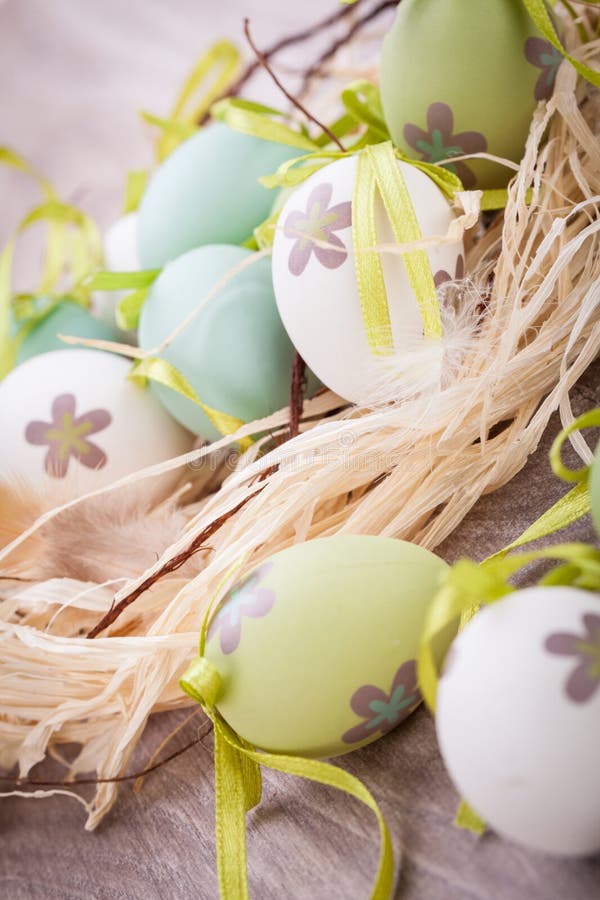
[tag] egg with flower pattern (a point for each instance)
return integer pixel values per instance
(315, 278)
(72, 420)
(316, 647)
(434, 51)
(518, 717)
=-=-=
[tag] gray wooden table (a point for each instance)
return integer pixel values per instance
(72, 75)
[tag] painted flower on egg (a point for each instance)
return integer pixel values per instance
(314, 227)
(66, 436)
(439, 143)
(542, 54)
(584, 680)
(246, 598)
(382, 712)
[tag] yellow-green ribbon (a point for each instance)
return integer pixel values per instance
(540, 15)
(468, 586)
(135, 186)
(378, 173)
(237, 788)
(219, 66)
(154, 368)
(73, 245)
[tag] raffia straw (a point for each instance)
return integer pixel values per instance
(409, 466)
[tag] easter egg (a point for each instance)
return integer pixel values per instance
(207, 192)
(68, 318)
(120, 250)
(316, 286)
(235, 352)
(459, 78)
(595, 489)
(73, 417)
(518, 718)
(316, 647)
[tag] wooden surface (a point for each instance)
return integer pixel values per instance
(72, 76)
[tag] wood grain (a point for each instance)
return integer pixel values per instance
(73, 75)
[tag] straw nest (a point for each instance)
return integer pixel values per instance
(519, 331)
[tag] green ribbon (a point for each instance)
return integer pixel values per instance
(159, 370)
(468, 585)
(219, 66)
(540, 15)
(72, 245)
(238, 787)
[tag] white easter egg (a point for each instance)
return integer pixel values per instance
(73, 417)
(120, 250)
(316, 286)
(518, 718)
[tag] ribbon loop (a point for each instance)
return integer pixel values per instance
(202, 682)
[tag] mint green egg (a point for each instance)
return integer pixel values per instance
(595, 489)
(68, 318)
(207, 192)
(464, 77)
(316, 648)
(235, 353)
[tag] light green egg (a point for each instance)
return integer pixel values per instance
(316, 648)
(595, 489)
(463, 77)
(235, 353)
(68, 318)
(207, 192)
=-=-=
**Directions for this task**
List every line of the records above that contains the word "ribbon", copying each line in full.

**Reply to the task**
[tag] yellow-green ribbon (a point for each instance)
[tag] green ribbon (a point for each instance)
[tag] ribbon loop (a point for each instance)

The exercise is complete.